**Stated goal 1**
Reproduce the relevance feedback session notes in full, with no changes.

# Session 3 - User Relevance Feedback

## 1 Document Relevance

In this sesion we are going to implement a pseudo user relevance feedback on top of ElasticSearch

One possibility that we have not used from the query results of ElasticSeach is the score computed as the relevance of the document respect to the terms of a query.

You have the script `SearchIndexWeights.py` that allows searching for keywords in an index just like we do in any seach engine (like Google search or Bing).

This script returns a limited number of hits and also shows the score of the documents (the documents are sorted by its score)

**Read the first section** of the session documentation and play a little bit with the documents that you have in the `news` index.

In [1]:
from elasticsearch import Elasticsearch
from elasticsearch_dsl import Search
from elasticsearch_dsl.query import Q


client = Elasticsearch()
s = Search(using=client, index='news')


q = Q('query_string',query='toronto')  # Feel free to change the word

s = s.query(q)

**Stated goal 2**
Count the lines of the records that contain the string "target". Reply with the number alone.

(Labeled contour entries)
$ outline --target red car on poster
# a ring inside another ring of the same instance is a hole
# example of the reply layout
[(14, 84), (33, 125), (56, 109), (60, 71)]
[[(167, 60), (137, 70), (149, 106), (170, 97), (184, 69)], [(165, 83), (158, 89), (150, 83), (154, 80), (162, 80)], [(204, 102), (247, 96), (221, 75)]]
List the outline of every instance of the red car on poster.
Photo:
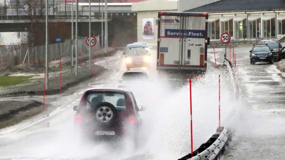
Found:
[(152, 24), (150, 21), (146, 22), (143, 27), (144, 34), (152, 34)]

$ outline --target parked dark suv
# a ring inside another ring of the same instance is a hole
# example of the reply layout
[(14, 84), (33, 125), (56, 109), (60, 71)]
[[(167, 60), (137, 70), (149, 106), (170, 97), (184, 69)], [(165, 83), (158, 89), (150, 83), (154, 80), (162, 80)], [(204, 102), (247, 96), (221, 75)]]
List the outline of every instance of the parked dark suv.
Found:
[(272, 54), (274, 59), (277, 60), (277, 56), (278, 54), (278, 60), (285, 58), (285, 47), (282, 47), (282, 45), (278, 41), (268, 41), (266, 42), (266, 44), (269, 49), (273, 49)]
[(87, 89), (83, 94), (74, 119), (76, 133), (83, 139), (114, 140), (127, 136), (137, 142), (141, 120), (133, 94), (123, 89)]
[(249, 58), (251, 64), (254, 64), (257, 62), (267, 62), (270, 64), (274, 62), (273, 55), (267, 44), (254, 45), (249, 51)]

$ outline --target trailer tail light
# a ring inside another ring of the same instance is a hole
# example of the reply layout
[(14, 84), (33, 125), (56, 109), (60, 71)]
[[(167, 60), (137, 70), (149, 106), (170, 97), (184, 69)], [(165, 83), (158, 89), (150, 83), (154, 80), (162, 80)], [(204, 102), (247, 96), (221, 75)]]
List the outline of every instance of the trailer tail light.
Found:
[(129, 120), (129, 122), (130, 123), (134, 123), (135, 120), (134, 118), (131, 118)]
[(75, 118), (75, 121), (78, 122), (81, 122), (82, 121), (81, 117), (76, 117)]

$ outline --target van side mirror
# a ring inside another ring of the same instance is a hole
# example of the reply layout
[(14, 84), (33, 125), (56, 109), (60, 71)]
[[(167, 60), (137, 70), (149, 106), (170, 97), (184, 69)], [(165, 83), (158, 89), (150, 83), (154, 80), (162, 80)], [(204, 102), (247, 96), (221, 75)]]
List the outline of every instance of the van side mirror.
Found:
[(77, 110), (77, 109), (78, 109), (78, 106), (76, 106), (74, 107), (73, 107), (73, 110), (75, 111), (76, 111)]

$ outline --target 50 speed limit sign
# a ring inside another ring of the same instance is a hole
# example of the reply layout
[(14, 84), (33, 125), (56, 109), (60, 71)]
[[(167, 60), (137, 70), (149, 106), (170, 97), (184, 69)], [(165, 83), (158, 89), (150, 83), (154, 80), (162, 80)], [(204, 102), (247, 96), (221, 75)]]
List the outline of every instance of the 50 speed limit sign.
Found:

**Complete output 1**
# Session 3 - User Relevance Feedback

## 1 Document Relevance

In this sesion we are going to implement a pseudo user relevance feedback on top of ElasticSearch

One possibility that we have not used from the query results of ElasticSeach is the score computed as the relevance of the document respect to the terms of a query.

You have the script `SearchIndexWeights.py` that allows searching for keywords in an index just like we do in any seach engine (like Google search or Bing).

This script returns a limited number of hits and also shows the score of the documents (the documents are sorted by its score)

**Read the first section** of the session documentation and play a little bit with the documents that you have in the `news` index.

In [1]:
from elasticsearch import Elasticsearch
from elasticsearch_dsl import Search
from elasticsearch_dsl.query import Q


client = Elasticsearch()
s = Search(using=client, index='news')


q = Q('query_string',query='toronto')  # Feel free to change the word

s = s.query(q)

**Complete output 2**
5